Point annotation records
• • • • •
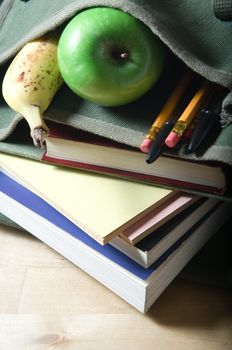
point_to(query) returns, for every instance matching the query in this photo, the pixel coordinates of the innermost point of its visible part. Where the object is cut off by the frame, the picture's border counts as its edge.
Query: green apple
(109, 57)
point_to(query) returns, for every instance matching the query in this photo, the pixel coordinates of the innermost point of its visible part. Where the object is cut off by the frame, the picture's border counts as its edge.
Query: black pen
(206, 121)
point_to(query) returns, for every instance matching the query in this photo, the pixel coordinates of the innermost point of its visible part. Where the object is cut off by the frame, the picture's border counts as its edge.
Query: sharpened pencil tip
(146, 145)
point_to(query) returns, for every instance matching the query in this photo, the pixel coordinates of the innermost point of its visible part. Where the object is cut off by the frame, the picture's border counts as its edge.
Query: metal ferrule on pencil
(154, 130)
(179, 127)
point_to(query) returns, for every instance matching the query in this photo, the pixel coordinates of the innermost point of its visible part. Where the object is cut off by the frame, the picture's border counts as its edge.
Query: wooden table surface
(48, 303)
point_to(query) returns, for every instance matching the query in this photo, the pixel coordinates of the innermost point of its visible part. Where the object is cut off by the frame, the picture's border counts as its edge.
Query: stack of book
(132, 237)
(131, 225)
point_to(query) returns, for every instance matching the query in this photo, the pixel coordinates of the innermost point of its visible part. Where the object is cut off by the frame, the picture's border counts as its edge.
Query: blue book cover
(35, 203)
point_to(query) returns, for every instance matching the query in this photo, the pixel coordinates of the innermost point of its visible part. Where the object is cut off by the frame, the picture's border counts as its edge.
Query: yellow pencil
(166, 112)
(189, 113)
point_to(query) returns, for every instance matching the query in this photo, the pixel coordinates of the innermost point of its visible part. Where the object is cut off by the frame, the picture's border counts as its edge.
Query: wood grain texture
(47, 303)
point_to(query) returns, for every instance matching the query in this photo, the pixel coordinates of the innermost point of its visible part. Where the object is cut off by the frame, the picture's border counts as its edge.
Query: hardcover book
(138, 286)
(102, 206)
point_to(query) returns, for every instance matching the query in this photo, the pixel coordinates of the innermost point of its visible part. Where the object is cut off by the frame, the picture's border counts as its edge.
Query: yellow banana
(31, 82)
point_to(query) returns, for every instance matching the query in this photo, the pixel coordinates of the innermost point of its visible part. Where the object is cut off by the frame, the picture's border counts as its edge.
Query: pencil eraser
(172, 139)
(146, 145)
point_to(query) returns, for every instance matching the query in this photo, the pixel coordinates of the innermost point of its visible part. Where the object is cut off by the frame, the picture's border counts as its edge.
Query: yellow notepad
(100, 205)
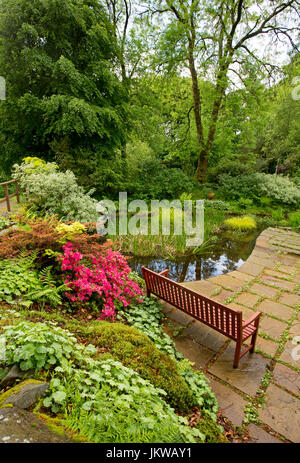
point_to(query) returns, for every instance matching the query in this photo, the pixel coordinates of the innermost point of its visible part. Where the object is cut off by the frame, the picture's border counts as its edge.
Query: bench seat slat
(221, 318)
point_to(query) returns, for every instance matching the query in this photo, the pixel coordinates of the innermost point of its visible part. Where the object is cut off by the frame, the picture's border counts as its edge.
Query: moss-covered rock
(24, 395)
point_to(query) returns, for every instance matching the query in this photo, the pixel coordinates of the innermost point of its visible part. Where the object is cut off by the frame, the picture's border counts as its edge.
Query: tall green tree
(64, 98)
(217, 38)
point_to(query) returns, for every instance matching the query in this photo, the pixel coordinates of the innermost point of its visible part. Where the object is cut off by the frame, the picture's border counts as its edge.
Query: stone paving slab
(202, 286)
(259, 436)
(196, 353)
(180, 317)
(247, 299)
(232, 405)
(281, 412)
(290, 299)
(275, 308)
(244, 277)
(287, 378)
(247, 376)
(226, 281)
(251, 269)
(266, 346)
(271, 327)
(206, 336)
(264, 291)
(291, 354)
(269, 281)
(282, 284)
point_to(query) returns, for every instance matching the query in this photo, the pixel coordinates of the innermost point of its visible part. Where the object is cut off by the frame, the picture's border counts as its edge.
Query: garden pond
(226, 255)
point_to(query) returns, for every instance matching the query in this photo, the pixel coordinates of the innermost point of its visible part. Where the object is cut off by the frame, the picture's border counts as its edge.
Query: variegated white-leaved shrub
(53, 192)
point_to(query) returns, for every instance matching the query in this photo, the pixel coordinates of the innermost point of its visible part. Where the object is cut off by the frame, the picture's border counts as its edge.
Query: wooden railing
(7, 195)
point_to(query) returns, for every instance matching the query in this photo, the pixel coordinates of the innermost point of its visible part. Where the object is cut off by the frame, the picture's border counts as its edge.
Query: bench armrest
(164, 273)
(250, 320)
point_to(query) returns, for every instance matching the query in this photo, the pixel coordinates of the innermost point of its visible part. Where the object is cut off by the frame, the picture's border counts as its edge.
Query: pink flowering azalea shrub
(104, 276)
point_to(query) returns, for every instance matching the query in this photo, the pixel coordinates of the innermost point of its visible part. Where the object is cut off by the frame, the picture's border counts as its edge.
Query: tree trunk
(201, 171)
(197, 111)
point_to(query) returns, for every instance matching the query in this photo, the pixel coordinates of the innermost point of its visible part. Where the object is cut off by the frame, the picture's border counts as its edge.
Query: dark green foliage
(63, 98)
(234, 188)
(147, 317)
• • • • •
Repeat the material above in full and exactly, omitting the pictures.

point_to(query) returns, for every instance matching the query in this photo, the pixel coordinates of the innermost point of its visible part. Where the object is cut off by the frame, the picture's border counts as its edge.
Query: green apple
(109, 57)
point_to(query) returns, for every instance matching the query in this photo, the pixel coordinates of the innermost point of its visible part. Where the object is cut off by the frame, the picture's border counts as its edge.
Query: black pen
(206, 121)
point_to(query) returns, for every instance matching the query in this photo, the pixel coordinates of the innermost point of its visible part. Where the object is cut off by the frame, the picture's border counts as its edge.
Query: sharpened pencil tip
(146, 145)
point_to(query) returns, for every instance matching the query in this photo, the pixel coordinates of the innermost point of its visible part. Where the object is cut off by the frame, the picture's border counts as its edge.
Query: metal ferrule on pencil
(154, 130)
(179, 127)
point_to(query) returns, for every instance matching the query in this photo, the pixel coordinates of the innermost point of its visible part. Where the object is cut off by the frame, the picture's border counts as its edge.
Query: wooden table surface
(48, 303)
point_to(query) returns, for every instance matching the query in this photo, the pixel coordinates of the innermost point of its visible part. Where the object is cut off by the frame, the picture's border counts as its edge.
Query: stack of book
(132, 237)
(131, 225)
point_to(query) returns, for every instance matching the query in this photo, the pixel coordinates of the innermost point of its visible part. Where the object is cut off by the frame, the picture's border counts as its edge.
Query: blue book cover
(35, 203)
point_to(query) returns, for every instance matching the query in this photo, the pixel coordinates of the innermost point of its visible part. Where the object is cut off by the frame, the picture's border counts as its edge.
Query: yellow pencil
(166, 112)
(189, 113)
point_to(query) returns, for every instance matching the query in this photo, the pixel coordinates of the innermost point of its visible part. Where the object is cut off by the frame, the picture's border counts as its edge.
Query: wood grain texture
(47, 303)
point_to(query) returns, for every instance matching the query in this photo, the pixel coordinates of the innermost point of its visible part. Where the object is cut off by the frame, the picture's border counts as its edge.
Query: hardcover book
(138, 286)
(102, 206)
point_to(query) returns, for every instance matching the query in this photo, the pixel coordinates of the innermost point of its visible part. Where the object is cut off by the frame, the picture's border counts as its edge.
Query: yellow banana
(31, 82)
point_to(query) returns, for every instance matching the query in this photo, the pixel coordinates of the innermost point of its visible part. Where the object is cut off by the frame, the picture's border counts as its edge.
Query: pencil eraser
(172, 139)
(146, 145)
point_to(query) returns, for every instance matching the query in this photo, the pixel coordinates of the innermost point of its visible part. Where the object is cut off by the frame, the picture's border counts as its edge.
Query: yellow notepad
(100, 205)
point_to(query) returns, for every instance matching the query in this photo, the pixel coordinates of the innermost point of its visible part. Where the object is cut off by the frame, the picture's border counts as its edge.
Query: bench seat slat
(221, 318)
point_to(query) returns, for every instance matching the query in this photo, the pixel coordinates of the innermost point of its visible part. Where the object is cut off by the frame, the picture's border counts as its edge.
Query: moss-covered rock
(24, 395)
point_to(query) returns, for every instance matching the query in this photo, the pixel coordinates of the innermost point of its visible part. Where the object is cut off by the frame, the picture's border counts as its edge.
Query: tall green tree
(64, 98)
(217, 38)
point_to(query) returns, for every instance matching the query in this photo, the pixel coordinates of the innermost point of its visible part. Where the object is cut off by the frame, the picture's border counts as its edge.
Query: stone paving slab
(202, 286)
(259, 436)
(196, 353)
(180, 317)
(247, 299)
(232, 405)
(281, 412)
(290, 299)
(275, 308)
(244, 277)
(287, 378)
(247, 376)
(226, 281)
(251, 269)
(266, 346)
(271, 327)
(206, 336)
(264, 291)
(291, 354)
(269, 281)
(282, 284)
point_to(query) returns, for every instance matching the query in this photo, the pixel coordinates of the innermost point of its visible part. Where the object is cut off by the frame, the picture's border counts as its edge.
Query: garden pond
(226, 255)
point_to(query) returns, for every instance matching the query in this photo, the pixel coordinates of the innermost point of its visible part. Where the object is cut off by the frame, the picture's border counts as its edge.
Query: variegated white-leaved shrub
(53, 192)
point_to(query) returns, for every instance matching the query in this photo, the pixel coordinates of the innermost point of its visible part. Where the object is cut off by the frame, the picture's border counts as its edge.
Query: wooden railing
(7, 195)
point_to(query) returns, for every instance matching the query in this photo, the pixel coordinates of the innermost point of its visible part. Where the object is cut off by the frame, the picture's border counts as its edge.
Query: bench armrest
(164, 273)
(250, 320)
point_to(query) returns, for every instance matching the query in this photo, the pixel coordinates of the innermost point of its visible part. Where the object is cut off by the frame, the picture's border counts as its edge.
Query: pink flowering azalea shrub
(104, 276)
point_to(query) returns, for every instance matching the query in this photo, the pixel coordinates of the innermost point of its visible part. Where the object is cut off by the frame, the picture's border counts as its edge.
Query: tree trunk
(201, 171)
(197, 111)
point_to(query) returns, for every instance matching the query in this photo, the pixel coordinates of the innermost point of its visible part. Where the object is cut off by the frame, the picture's border counts as its edge.
Query: dark green foliage
(63, 98)
(234, 188)
(147, 317)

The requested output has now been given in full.